**What you will do:** Could you output exactly the lines from the one containing "the rock face" through the end of the records below, and nothing more?

** Opening Records shown block **

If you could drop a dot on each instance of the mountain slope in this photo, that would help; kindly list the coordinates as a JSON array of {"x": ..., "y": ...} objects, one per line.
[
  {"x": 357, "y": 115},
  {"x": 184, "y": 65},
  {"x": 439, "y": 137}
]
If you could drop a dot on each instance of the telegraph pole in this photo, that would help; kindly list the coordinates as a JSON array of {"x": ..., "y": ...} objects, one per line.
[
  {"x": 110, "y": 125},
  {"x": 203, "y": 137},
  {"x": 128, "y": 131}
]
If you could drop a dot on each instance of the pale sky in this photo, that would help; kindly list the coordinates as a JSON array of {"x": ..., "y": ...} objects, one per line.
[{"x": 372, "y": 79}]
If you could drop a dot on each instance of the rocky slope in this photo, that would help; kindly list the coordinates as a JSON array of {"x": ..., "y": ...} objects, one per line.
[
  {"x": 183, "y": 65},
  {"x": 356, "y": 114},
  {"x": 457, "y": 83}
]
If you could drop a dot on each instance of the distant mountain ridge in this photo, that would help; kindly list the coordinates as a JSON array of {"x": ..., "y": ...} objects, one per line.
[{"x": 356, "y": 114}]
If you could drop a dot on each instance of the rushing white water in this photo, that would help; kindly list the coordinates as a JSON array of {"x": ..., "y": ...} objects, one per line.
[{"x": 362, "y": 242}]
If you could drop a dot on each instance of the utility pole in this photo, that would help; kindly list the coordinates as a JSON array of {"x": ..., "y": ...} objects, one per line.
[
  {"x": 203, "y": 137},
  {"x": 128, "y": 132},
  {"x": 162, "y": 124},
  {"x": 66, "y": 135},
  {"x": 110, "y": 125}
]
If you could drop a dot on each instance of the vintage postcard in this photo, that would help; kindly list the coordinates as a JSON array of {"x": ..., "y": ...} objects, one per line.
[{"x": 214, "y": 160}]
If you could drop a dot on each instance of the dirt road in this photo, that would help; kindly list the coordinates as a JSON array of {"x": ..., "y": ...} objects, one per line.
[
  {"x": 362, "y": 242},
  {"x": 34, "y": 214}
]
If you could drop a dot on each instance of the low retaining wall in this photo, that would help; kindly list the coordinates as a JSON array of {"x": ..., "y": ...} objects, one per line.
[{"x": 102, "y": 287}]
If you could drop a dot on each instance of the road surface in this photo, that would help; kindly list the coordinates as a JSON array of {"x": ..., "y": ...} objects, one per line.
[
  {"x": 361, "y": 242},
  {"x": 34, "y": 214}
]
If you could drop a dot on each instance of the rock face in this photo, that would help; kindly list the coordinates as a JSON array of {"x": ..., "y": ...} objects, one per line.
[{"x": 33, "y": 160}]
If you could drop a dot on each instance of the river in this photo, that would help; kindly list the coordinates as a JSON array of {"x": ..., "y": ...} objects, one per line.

** Closing Records shown block **

**Result of this exercise:**
If you could drop a dot on each instance of the rock face in this photo, that would help; kindly list the coordinates as a JSON array of {"x": ..., "y": ...} objects, one per line.
[{"x": 33, "y": 160}]
If you could drop a dot on each instance of the river in this photo, that would help; kindly list the coordinates as a JSON array of {"x": ..., "y": ...} objects, one per line.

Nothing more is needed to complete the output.